▶ [Text]
◆ ◆ ◆ ◆
The Real Deal Miami

Debts could force early hotel check-outs

By Mike Seemuth | February 06, 2009 02:33PM

If the South Florida winter seems chillier for hoteliers this year, it’s because they face not only low temperatures but also fierce competition for guests and loan default risks linked to king-sized collateral valuations.

“The hotels that will go sour are the ones that over-leveraged,” said Michael Cannon, executive director of real estate consulting and valuation firm Integra Realty Resources in South Florida.

Condominium-hotel construction and conversion projects, in particular, attracted money from lenders based largely on their condo profit potential. As the condo market collapsed, that potential evaporated.

But some condo-hotel ventures that borrowed based on forecasts of flipped units have flopped under heavy debts the hotels alone can’t carry. Prominent among floppers is Chicago-based developer Robert Falor, who lost control of the Royal Palm, Breakwater and Edison hotels in South Beach after failing to transform them to condo-hotels.

The lender that provided mezzanine financing for the acquisition and condo-hotel conversion of the Breakwater and the Edison ultimately acquired control of the two hotels from the first mortgage lender. The lender sold the properties at auction.

“Possibly $30 million was lost on that deal [by the lenders] because they lent under a form of ownership that never occurred,” Cannon said, referring to unsold condo units. “The value on paper was greater as a condo-hotel than as a hotel. I don’t believe there was ever a condo-hotel market in South Beach.”

Hotels nationwide are accommodating unmanageable amounts of debt. PKF Hospitality Research reported in January that the number of full-service U.S. hotels lacking sufficient cash flow to pay their debt will increase by 25 percent in 2009. “The combination of a weak economy and rising levels of supply have caused one of the deepest and longest recessions in the history of the domestic lodging industry,” Atlanta-based PKF reported last month.

Revenue erosion in South Florida could increase default risk among owners of pricey hotels with too much debt. In December, PKF forecast that revenue per available hotel room will drop this year from last year’s level by 10.3 percent in Fort Lauderdale and by 12.9 percent in Miami.
◆ ◆ ◆ ◆
▶ [Records from a dataset]
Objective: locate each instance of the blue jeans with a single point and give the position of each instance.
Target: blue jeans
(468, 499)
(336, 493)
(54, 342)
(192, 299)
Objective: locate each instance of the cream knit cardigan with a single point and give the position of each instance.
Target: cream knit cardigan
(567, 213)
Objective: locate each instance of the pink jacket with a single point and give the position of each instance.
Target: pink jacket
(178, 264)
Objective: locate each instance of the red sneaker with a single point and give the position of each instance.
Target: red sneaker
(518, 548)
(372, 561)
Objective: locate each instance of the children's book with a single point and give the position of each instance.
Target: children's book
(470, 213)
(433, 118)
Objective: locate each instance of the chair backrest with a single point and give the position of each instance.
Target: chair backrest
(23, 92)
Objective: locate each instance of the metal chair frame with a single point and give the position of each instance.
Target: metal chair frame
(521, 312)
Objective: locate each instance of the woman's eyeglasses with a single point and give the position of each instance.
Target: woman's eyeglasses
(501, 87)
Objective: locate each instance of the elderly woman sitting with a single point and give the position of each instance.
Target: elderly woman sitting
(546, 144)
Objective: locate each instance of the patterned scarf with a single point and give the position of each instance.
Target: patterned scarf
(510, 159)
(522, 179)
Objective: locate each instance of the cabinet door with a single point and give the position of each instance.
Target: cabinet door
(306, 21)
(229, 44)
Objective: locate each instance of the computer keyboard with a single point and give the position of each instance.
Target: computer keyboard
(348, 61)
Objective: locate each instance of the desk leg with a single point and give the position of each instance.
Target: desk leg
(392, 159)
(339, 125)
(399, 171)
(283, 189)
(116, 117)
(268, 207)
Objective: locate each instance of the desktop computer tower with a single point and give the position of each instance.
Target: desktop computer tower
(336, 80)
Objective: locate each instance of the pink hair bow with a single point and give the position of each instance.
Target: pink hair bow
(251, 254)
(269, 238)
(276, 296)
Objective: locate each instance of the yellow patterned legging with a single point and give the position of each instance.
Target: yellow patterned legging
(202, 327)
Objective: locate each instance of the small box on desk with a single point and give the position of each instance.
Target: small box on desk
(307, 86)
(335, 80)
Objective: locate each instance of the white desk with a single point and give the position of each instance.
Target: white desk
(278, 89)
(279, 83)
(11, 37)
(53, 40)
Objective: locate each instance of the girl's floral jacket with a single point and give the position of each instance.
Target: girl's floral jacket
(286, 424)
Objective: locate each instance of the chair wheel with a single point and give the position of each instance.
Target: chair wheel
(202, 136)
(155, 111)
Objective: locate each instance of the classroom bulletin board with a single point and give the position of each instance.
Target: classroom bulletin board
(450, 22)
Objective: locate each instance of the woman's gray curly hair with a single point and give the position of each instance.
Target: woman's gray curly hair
◆ ◆ ◆ ◆
▶ [Problem set]
- a) According to the hotel debt article, by what percentage did PKF forecast that revenue per available hotel room would drop this year in Miami?
- b) Extend the hotel debt article from its final sentence.

▶ [Expected outputs]
- a) By 12.9 percent.

- b)
Revenue pressure increases as consumers spend less amid an increased regional supply of rooms from news construction and redevelopment projects. Last year’s reopening of two renovated Miami Beach landmarks, the Fontainebleau and Eden Roc hotels, put thousands of additional rooms on the market ahead of winter season.

But “if you have money, now is a good time to be buying” hotels in South Florida, said Carlos Rodriguez, president and managing principal of a group of real estate investment funds based in the Coconut Grove section of Miami. “I am looking at deals where people are already bankrupt. Right now, we’re looking at two.”

Some hotel owners could lose control of newly built South Florida properties financed with construction loans that mature in two years or less.

“A lot of that was done with construction loans, and the owners are going to be looking for permanent financing,” said Miami-based hotel investment and management consultant Scott Brush.

“Balloon payments are coming up on some of these things. They’ve got to refinance,” Brush said. But bank capital destruction has inspired greater caution among lenders, and “refinancing isn’t all that easy these days.”

He agreed that many lenders stumbled by over-appraising the potential of condo-hotel ventures in South Florida that went nowhere on the condo side.

“What happens with that type of deal is they pay more than you would pay for a hotel,” Brush said. “The potential for making money on a condo was a lot quicker and a lot bigger than with a hotel. Hotels make money in the long term. They aren’t short-term deals.”